-- start Data for this task --

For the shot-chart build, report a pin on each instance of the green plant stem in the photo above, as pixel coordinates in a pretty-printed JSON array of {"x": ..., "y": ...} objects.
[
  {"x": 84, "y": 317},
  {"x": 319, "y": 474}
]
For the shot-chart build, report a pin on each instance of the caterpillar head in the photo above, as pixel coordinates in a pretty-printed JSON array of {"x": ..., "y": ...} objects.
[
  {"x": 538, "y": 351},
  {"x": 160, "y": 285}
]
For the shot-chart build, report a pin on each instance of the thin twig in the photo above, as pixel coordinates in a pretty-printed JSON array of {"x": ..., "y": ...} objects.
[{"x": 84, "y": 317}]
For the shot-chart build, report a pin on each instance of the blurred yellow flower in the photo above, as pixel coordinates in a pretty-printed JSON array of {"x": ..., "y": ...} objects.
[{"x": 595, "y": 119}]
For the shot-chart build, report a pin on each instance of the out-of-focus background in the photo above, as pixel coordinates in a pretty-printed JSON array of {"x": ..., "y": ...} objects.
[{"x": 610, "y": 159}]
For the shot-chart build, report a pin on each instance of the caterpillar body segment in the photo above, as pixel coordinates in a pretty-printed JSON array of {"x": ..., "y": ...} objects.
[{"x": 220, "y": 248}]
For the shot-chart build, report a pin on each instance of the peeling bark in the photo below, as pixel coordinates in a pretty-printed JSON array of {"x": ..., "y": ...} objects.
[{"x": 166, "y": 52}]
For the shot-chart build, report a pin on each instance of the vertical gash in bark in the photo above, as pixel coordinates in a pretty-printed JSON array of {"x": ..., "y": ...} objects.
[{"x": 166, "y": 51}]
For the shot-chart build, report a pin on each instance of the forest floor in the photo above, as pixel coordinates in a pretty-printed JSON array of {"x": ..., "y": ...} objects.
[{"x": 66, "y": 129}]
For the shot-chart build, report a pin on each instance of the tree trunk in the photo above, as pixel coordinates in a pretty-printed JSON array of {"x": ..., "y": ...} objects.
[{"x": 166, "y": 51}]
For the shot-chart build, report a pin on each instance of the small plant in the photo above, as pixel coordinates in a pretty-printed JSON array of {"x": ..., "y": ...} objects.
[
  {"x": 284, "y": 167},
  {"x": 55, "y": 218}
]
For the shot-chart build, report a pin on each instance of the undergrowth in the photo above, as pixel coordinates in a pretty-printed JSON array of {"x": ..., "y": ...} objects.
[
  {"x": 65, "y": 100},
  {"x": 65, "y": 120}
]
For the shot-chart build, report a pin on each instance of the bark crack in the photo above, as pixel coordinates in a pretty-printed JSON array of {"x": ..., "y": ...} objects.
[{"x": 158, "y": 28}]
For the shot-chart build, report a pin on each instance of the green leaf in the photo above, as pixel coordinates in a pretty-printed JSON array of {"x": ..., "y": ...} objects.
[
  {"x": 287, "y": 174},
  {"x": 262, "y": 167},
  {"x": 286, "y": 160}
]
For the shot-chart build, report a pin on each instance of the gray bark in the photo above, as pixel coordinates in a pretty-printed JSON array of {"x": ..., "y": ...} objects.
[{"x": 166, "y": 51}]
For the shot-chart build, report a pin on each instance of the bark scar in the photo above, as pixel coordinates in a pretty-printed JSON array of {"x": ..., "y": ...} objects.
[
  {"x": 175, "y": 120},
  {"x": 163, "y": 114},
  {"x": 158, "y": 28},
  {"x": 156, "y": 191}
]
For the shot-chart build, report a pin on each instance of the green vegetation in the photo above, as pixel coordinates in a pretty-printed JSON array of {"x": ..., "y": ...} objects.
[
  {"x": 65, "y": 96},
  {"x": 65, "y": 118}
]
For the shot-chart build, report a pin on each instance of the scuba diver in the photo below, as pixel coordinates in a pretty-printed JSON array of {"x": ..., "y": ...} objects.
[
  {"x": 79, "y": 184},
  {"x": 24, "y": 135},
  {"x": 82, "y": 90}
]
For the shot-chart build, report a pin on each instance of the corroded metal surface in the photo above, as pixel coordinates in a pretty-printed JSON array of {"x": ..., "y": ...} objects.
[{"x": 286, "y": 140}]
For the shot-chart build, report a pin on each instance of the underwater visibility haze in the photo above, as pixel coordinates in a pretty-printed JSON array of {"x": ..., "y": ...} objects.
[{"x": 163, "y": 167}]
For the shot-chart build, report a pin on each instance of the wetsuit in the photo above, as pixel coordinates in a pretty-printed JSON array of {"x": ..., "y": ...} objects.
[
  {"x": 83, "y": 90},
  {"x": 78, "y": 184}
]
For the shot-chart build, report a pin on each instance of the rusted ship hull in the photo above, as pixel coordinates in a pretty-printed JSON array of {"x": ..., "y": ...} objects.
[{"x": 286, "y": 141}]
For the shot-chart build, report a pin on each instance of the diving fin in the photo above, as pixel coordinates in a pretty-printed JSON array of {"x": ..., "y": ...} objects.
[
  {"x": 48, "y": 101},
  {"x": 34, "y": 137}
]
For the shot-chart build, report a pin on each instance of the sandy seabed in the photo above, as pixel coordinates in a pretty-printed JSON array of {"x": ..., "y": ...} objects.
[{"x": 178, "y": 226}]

-- end Data for this task --

Stated goal:
Arrange every line of the listing above as a JSON list of strings, one string per line, leaving out any blank lines.

Task output:
[
  "For the shot-chart build, report a pin on each instance of the green plant stem in the photo above, as pixel coordinates in a pretty-printed JSON array of {\"x\": ..., \"y\": ...} objects.",
  "[",
  "  {\"x\": 84, \"y\": 317},",
  "  {\"x\": 319, \"y\": 474}",
  "]",
  "For the shot-chart build, report a pin on each instance of the caterpillar head in the photo above, as pixel coordinates in a pretty-printed JSON array of {\"x\": ..., \"y\": ...} objects.",
  "[",
  "  {\"x\": 538, \"y\": 351},",
  "  {\"x\": 160, \"y\": 285}",
  "]",
  "For the shot-chart build, report a pin on each instance of the thin twig in the photo above, as pixel coordinates in a pretty-printed JSON array of {\"x\": ..., \"y\": ...} objects.",
  "[{\"x\": 84, \"y\": 317}]",
  "For the shot-chart build, report a pin on each instance of the blurred yellow flower in the photo above, as pixel coordinates in a pretty-printed JSON array of {\"x\": ..., \"y\": ...} objects.",
  "[{\"x\": 595, \"y\": 119}]",
  "For the shot-chart build, report a pin on each instance of the out-of-focus background in the photo above, as pixel coordinates in a pretty-printed JSON array of {\"x\": ..., \"y\": ...} objects.",
  "[{\"x\": 610, \"y\": 159}]",
  "For the shot-chart build, report a pin on each instance of the caterpillar body segment in the photo above, as pixel coordinates in a pretty-printed JSON array of {\"x\": ..., \"y\": ...} objects.",
  "[{\"x\": 220, \"y\": 248}]",
  "For the shot-chart build, report a pin on each instance of the peeling bark in the photo below, as pixel coordinates in a pretty-printed JSON array of {\"x\": ..., \"y\": ...} objects.",
  "[{\"x\": 166, \"y\": 52}]",
  "For the shot-chart build, report a pin on each instance of the vertical gash in bark in the photo above, as pixel coordinates in a pretty-printed JSON array of {\"x\": ..., \"y\": ...} objects.",
  "[{\"x\": 166, \"y\": 51}]",
  "For the shot-chart build, report a pin on each instance of the forest floor in the photo above, as pixel coordinates in a pretty-printed JSON array of {\"x\": ..., \"y\": ...} objects.",
  "[{\"x\": 66, \"y\": 129}]",
  "For the shot-chart build, report a pin on each instance of the tree trunk in the photo above, as pixel coordinates in a pretty-printed JSON array of {\"x\": ..., \"y\": ...} objects.",
  "[{\"x\": 166, \"y\": 51}]",
  "For the shot-chart build, report a pin on each instance of the small plant in the photo above, as pixel coordinates in a pretty-printed JSON array of {\"x\": ..., \"y\": ...} objects.",
  "[",
  "  {\"x\": 284, \"y\": 167},",
  "  {\"x\": 55, \"y\": 218}",
  "]",
  "For the shot-chart build, report a pin on each instance of the undergrowth in the photo above, as pixel coordinates in a pretty-printed JSON array of {\"x\": ..., \"y\": ...} objects.",
  "[",
  "  {\"x\": 65, \"y\": 100},",
  "  {\"x\": 65, \"y\": 120}",
  "]",
  "For the shot-chart build, report a pin on each instance of the bark crack in the photo above, as pixel coordinates in a pretty-printed JSON array of {\"x\": ..., \"y\": ...} objects.",
  "[{\"x\": 158, \"y\": 28}]",
  "For the shot-chart build, report a pin on each instance of the green leaf in the photo above, as pixel coordinates in a pretty-printed JSON array of {\"x\": ..., \"y\": ...} objects.",
  "[",
  "  {\"x\": 287, \"y\": 174},",
  "  {\"x\": 262, \"y\": 167},",
  "  {\"x\": 286, \"y\": 160}",
  "]",
  "For the shot-chart build, report a pin on each instance of the gray bark in the photo above, as pixel coordinates in a pretty-printed JSON array of {\"x\": ..., \"y\": ...} objects.",
  "[{\"x\": 166, \"y\": 51}]",
  "For the shot-chart build, report a pin on each instance of the bark scar in the photo above, as pixel coordinates in a pretty-printed JSON array of {\"x\": ..., \"y\": ...} objects.",
  "[",
  "  {\"x\": 175, \"y\": 120},",
  "  {\"x\": 163, \"y\": 114},",
  "  {\"x\": 158, \"y\": 28},",
  "  {\"x\": 156, \"y\": 191}",
  "]",
  "For the shot-chart build, report a pin on each instance of the green vegetation in the photo above, as pixel coordinates in a pretty-printed JSON array of {\"x\": ..., \"y\": ...} objects.",
  "[",
  "  {\"x\": 65, \"y\": 96},",
  "  {\"x\": 65, \"y\": 118}",
  "]",
  "For the shot-chart build, report a pin on each instance of the scuba diver in the photo below, as pixel coordinates in a pretty-printed JSON array of {\"x\": ..., \"y\": ...} objects.",
  "[",
  "  {\"x\": 79, \"y\": 184},",
  "  {\"x\": 24, \"y\": 135},",
  "  {\"x\": 82, \"y\": 90}",
  "]",
  "For the shot-chart build, report a pin on each instance of the corroded metal surface in the photo above, as pixel coordinates in a pretty-printed JSON array of {\"x\": ..., \"y\": ...} objects.",
  "[{\"x\": 286, \"y\": 140}]",
  "For the shot-chart build, report a pin on each instance of the underwater visibility haze in the photo above, as pixel coordinates in a pretty-printed JSON array of {\"x\": ..., \"y\": ...} objects.",
  "[{\"x\": 163, \"y\": 167}]",
  "For the shot-chart build, report a pin on each instance of the wetsuit in the photo above, as pixel coordinates in a pretty-printed JSON array of {\"x\": ..., \"y\": ...} objects.",
  "[",
  "  {\"x\": 83, \"y\": 90},",
  "  {\"x\": 78, \"y\": 184}",
  "]",
  "For the shot-chart build, report a pin on each instance of the rusted ship hull in the photo above, as pixel coordinates in a pretty-printed JSON array of {\"x\": ..., \"y\": ...} objects.",
  "[{\"x\": 286, \"y\": 141}]",
  "For the shot-chart build, report a pin on each instance of the diving fin in the photo above, as pixel coordinates in a pretty-printed JSON array of {\"x\": ..., \"y\": ...} objects.",
  "[",
  "  {\"x\": 48, \"y\": 101},",
  "  {\"x\": 34, \"y\": 137}",
  "]",
  "For the shot-chart build, report a pin on each instance of the sandy seabed in the photo above, as pixel coordinates in a pretty-printed JSON array of {\"x\": ..., \"y\": ...} objects.",
  "[{\"x\": 178, \"y\": 226}]"
]